- _INSTRUÇÃO 1_
Você pode imprimir, sem nenhuma alteração, o trecho da listagem que vai do início dela até a linha que contém "[[[29,4],[0,1],[0,69],[21,69],[29,56]]]", com as duas pontas incluídas?

Esse poder moderador é a justificativa para a intervenção política e ruptura da ordem constitucional sempre que o dissenso ameaça os interesses da classe dominante, e é posto em ação principalmente quando o conflito opõe grupos sociais, ameaçando a ordem burguesa. Em ambas as hipóteses seu papel é o de proteção do bloco hegemônico. Assim, por exemplo, o golpe de 1964, e a ditadura que se segue, instrumentos erguidos contra a possibilidade de avanços sociais.
Em nome da defesa da ordem, sempre a serviço da fração dominante, as forças armadas se atribuem o dever de impedir a emergência do novo.
A ditadura da parte sobre o conjunto vem de longa data, acompanha mesmo a história republicana, com momentos de maior ou menor incidência. Não se trata, aqui, de discutir os inexistentes compromissos da farda com a democracia – está nos livros de História a sequência de insurreições, golpes de Estado e ditaduras -, porque o cerne da questão radica nessa auto-concepção dos militares como pais da pátria, para eles incapaz de alcançar a maioridade e por isso mesmo necessitada de ser mantida sob as rédeas curtas da tutela.
Os militares de hoje são a guarda pretoriana de um governo que conspira diuturnamente contra o país e seu povo, destruindo a economia como um todo e a empresa nacional de forma particular, destruindo a indústria em favor do monopólio financeiro, asfixiando a universidade, desconstituindo as bases da educação, da ciência e da tecnologia, devastando o meio ambiente. Transformando um país que já desempenhou o papel de sujeito na política internacional em moleque de recados dos interesses da agonizante administração Donald Trump, aprofundando o caráter de país politicamente reflexo e economicamente dependente, regressando à primeira metade do século passado como país agroexportador.

- _INSTRUÇÃO 2_
Você pode reproduzir na íntegra, sem qualquer alteração, o texto acima sobre os militares e o poder moderador?

- _LINHAS_
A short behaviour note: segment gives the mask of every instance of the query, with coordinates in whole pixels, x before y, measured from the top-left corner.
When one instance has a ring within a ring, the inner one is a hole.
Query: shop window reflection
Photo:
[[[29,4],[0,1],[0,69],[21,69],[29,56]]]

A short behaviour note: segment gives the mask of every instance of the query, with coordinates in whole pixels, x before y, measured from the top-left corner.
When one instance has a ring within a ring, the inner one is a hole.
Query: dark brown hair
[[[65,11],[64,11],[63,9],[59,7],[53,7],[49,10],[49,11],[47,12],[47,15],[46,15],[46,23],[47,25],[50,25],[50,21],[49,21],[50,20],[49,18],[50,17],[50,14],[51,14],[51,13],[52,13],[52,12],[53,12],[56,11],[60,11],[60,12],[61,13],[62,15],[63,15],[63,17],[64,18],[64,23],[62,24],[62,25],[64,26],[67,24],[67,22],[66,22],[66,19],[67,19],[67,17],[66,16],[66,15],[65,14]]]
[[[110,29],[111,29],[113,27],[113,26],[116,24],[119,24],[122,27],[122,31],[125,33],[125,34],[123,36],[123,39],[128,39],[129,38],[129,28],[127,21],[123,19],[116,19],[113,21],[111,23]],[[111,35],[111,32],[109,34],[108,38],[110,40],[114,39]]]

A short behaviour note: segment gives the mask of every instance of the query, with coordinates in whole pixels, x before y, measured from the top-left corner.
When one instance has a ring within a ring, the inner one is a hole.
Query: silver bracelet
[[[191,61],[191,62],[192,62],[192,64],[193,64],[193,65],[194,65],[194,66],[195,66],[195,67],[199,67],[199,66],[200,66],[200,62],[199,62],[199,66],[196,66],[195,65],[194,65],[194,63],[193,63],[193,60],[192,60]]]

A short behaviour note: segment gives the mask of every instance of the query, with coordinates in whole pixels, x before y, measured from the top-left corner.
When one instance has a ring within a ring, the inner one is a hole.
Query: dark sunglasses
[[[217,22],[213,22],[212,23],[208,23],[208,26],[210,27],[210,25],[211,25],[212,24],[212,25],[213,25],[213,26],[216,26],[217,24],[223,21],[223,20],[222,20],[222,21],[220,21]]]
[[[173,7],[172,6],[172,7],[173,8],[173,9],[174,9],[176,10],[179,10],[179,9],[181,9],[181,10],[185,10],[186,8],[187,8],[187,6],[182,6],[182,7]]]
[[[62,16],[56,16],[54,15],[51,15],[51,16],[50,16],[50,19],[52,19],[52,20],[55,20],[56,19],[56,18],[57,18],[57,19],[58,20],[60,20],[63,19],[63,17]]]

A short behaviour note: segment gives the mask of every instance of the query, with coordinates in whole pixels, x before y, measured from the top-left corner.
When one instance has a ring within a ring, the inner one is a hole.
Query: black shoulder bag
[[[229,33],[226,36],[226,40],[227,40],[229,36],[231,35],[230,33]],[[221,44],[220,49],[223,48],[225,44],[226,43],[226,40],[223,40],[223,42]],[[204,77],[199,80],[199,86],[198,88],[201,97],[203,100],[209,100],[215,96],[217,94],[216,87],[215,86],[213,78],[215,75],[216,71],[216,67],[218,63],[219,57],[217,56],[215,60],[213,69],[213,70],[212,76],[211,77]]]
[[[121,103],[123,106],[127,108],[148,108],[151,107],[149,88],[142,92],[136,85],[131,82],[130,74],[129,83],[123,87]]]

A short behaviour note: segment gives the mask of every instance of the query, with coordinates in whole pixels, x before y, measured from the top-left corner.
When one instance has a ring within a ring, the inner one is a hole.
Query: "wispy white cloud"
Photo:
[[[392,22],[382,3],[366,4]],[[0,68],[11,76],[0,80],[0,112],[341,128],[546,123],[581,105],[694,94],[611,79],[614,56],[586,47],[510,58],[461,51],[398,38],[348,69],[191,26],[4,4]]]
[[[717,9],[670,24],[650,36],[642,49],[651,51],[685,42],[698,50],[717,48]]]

- _SAÍDA CORRETA 1_
A short behaviour note: segment gives the mask of every instance of the query, with coordinates in whole pixels, x before y, measured from the top-left corner.
When one instance has a ring within a ring, the inner one is a hole.
Query: shop window reflection
Photo:
[[[29,4],[0,1],[0,69],[21,69],[29,56]]]

- _SAÍDA CORRETA 2_
Esse poder moderador é a justificativa para a intervenção política e ruptura da ordem constitucional sempre que o dissenso ameaça os interesses da classe dominante, e é posto em ação principalmente quando o conflito opõe grupos sociais, ameaçando a ordem burguesa. Em ambas as hipóteses seu papel é o de proteção do bloco hegemônico. Assim, por exemplo, o golpe de 1964, e a ditadura que se segue, instrumentos erguidos contra a possibilidade de avanços sociais.
Em nome da defesa da ordem, sempre a serviço da fração dominante, as forças armadas se atribuem o dever de impedir a emergência do novo.
A ditadura da parte sobre o conjunto vem de longa data, acompanha mesmo a história republicana, com momentos de maior ou menor incidência. Não se trata, aqui, de discutir os inexistentes compromissos da farda com a democracia – está nos livros de História a sequência de insurreições, golpes de Estado e ditaduras -, porque o cerne da questão radica nessa auto-concepção dos militares como pais da pátria, para eles incapaz de alcançar a maioridade e por isso mesmo necessitada de ser mantida sob as rédeas curtas da tutela.
Os militares de hoje são a guarda pretoriana de um governo que conspira diuturnamente contra o país e seu povo, destruindo a economia como um todo e a empresa nacional de forma particular, destruindo a indústria em favor do monopólio financeiro, asfixiando a universidade, desconstituindo as bases da educação, da ciência e da tecnologia, devastando o meio ambiente. Transformando um país que já desempenhou o papel de sujeito na política internacional em moleque de recados dos interesses da agonizante administração Donald Trump, aprofundando o caráter de país politicamente reflexo e economicamente dependente, regressando à primeira metade do século passado como país agroexportador.